- Album cover for Forsaken

Studio album by Hail the Ghost
- Released: March 6, 2015
- Recorded: Jam Studios, Ireland
- Genre: Indie rock, art rock
- Length: 41:27
- Label: Independent
- Producer: Kieran O'Reilly/Martin Quinn

Hail the Ghost chronology
|  | Forsaken (2015) | Arrhythmia (2019) |

Singles from Forsaken
- "Headstoned" Released: December 5, 2014; "Colony of Ants" Released: February 6, 2015;

= Forsaken (album) =

Forsaken is the debut album from the Irish three piece indie/ art rock band, Hail the Ghost, which was released independently on March 6, 2015, on CD and Digital formats. The music on the album was described as "ambient, cinematic alternative rock" by lead singer and songwriter, Kieran O'Reilly.

Professional ratings
Review scores
| Source | Rating |
| Hot Press | (7.5/10) |
| Irish Independent | Star |
| Scene Point Blank | (8/10). |

==Recording==
The album was recorded, mixed and mastered in JAM Studios, Kells, County Meath in Ireland between January 2014 and January 2015. The album was Produced by Kieran O'Reilly and Martin Quinn.

==Album artwork==
The artwork for the album was a photograph taken by O'Reilly's on-screen Love/Hate co-star, Brían F. O'Byrne, who took the photograph of his youngest daughter, Oona, while at home in Cavan. The image is entitled "Oona hears a noise".

Prompt A - According to the album article, where was Forsaken recorded, mixed and mastered?
Prompt B - Say whether each statement agrees with the album article: (i) Forsaken was released on vinyl. (ii) Brían F. O'Byrne took the photograph used for the album artwork. (iii) The album was recorded between January 2014 and January 2015. For each, answer yes or no and quote the deciding words of the text.
Prompt C - Repeat the passage of the album article starting with "Singles from Forsaken" and going on through "songwriter, Kieran O'Reilly.".
The records that come next are separate material, not part of the album article.

Data entries -

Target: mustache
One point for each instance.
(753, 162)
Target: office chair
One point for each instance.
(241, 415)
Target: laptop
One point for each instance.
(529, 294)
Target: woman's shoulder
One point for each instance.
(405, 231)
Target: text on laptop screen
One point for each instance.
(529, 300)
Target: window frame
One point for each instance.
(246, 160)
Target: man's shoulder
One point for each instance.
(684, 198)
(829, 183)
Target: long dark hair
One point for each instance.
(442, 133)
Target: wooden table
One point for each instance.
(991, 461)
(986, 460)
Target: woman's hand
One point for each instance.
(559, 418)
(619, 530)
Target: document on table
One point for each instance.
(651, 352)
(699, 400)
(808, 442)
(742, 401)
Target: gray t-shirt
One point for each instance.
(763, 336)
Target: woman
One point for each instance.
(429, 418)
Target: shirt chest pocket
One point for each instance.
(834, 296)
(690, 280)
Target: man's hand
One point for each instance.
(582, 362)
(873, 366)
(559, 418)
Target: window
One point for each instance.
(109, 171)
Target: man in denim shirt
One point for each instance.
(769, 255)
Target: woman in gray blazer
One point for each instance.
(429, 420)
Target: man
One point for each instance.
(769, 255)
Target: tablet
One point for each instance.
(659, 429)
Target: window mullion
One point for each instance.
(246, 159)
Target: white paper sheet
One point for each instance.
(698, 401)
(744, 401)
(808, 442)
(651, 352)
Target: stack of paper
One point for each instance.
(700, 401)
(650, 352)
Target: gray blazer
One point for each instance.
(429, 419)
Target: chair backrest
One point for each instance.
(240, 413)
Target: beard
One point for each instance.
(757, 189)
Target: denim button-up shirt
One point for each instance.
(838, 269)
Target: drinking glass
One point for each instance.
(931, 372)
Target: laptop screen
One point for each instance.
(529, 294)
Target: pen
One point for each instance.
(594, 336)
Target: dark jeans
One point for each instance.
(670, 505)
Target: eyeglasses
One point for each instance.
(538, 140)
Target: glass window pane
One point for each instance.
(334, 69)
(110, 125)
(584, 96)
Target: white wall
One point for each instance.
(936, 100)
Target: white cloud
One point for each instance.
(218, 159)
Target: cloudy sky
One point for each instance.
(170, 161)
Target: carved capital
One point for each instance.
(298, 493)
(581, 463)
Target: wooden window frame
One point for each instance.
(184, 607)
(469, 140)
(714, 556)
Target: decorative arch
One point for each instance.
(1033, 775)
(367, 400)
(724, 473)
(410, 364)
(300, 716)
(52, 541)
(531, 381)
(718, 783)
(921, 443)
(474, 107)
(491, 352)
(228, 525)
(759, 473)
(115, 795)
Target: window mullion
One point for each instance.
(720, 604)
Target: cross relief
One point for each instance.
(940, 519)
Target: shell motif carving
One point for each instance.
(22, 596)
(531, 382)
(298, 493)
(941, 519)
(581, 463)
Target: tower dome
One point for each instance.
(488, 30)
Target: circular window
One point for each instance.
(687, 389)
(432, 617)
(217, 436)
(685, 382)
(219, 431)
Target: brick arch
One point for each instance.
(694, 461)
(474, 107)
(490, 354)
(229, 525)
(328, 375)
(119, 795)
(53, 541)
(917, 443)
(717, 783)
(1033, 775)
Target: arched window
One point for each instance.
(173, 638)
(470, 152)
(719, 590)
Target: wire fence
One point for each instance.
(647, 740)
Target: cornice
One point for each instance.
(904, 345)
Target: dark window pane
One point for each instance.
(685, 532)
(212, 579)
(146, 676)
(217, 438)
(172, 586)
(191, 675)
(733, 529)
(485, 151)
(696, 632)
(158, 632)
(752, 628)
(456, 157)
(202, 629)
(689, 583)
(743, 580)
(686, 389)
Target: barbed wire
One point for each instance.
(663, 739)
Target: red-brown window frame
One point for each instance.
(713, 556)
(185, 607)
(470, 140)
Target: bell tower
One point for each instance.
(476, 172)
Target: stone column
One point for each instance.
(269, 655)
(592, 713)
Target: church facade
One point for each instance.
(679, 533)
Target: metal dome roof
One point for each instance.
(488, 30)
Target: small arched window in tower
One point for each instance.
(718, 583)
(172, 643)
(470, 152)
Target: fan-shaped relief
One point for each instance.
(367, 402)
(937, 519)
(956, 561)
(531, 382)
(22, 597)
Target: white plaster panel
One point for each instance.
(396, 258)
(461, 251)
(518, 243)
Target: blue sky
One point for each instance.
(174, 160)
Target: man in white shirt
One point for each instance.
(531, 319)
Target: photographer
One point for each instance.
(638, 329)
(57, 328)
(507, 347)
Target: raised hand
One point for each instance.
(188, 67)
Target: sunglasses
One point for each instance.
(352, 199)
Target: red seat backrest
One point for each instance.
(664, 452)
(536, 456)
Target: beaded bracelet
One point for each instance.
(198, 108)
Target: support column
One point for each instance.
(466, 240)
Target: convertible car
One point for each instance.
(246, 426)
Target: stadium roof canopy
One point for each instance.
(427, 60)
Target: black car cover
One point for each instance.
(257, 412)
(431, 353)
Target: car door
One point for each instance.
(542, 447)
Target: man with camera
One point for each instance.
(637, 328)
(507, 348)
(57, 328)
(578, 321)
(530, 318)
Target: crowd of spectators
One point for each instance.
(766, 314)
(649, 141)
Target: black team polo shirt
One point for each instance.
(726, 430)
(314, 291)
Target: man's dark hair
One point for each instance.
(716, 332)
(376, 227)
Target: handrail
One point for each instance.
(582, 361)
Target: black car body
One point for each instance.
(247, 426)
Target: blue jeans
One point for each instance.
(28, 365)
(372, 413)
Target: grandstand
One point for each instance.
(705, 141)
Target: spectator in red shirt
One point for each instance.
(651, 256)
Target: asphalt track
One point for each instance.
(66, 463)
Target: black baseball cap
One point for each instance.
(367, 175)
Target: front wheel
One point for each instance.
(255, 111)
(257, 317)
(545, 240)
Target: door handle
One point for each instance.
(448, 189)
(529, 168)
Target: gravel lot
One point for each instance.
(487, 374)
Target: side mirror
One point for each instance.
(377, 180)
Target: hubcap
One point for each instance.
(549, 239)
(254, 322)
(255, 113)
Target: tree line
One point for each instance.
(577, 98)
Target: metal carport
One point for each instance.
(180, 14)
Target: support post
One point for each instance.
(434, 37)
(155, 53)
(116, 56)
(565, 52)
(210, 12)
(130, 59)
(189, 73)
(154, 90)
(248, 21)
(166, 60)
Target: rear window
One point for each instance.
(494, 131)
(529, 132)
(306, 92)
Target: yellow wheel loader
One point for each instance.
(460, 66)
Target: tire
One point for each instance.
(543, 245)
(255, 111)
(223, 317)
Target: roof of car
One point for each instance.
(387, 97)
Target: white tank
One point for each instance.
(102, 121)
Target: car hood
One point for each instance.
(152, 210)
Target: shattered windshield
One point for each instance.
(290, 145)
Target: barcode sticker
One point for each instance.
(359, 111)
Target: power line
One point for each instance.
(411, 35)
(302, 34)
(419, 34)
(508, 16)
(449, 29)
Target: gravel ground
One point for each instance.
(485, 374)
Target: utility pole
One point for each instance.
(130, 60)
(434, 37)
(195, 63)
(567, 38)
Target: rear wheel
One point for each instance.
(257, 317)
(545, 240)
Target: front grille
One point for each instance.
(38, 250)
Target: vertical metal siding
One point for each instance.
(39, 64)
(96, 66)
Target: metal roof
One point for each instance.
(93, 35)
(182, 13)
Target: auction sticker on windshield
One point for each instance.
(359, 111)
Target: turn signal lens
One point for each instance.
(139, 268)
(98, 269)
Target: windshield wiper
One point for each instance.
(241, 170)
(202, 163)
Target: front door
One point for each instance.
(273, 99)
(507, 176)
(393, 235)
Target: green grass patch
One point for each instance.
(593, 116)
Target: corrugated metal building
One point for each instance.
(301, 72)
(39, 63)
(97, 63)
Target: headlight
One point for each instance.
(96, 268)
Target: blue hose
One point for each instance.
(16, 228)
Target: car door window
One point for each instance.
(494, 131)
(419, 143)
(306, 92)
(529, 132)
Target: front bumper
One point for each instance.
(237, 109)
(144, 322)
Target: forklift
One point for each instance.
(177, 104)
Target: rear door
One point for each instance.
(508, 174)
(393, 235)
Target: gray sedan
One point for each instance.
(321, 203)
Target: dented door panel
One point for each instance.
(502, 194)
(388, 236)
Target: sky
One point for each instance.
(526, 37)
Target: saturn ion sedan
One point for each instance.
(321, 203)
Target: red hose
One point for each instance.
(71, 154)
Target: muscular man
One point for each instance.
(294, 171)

Exercise response A - It was recorded, mixed and mastered at JAM Studios in Kells, County Meath, Ireland.

Exercise response B -
(i) No: "released independently on March 6, 2015, on CD and Digital formats."
(ii) Yes: "The artwork for the album was a photograph taken by O'Reilly's on-screen Love/Hate co-star, Brían F. O'Byrne."
(iii) Yes: "between January 2014 and January 2015."

Exercise response C -
Singles from Forsaken
- "Headstoned" Released: December 5, 2014; "Colony of Ants" Released: February 6, 2015;

= Forsaken (album) =

Forsaken is the debut album from the Irish three piece indie/ art rock band, Hail the Ghost, which was released independently on March 6, 2015, on CD and Digital formats. The music on the album was described as "ambient, cinematic alternative rock" by lead singer and songwriter, Kieran O'Reilly.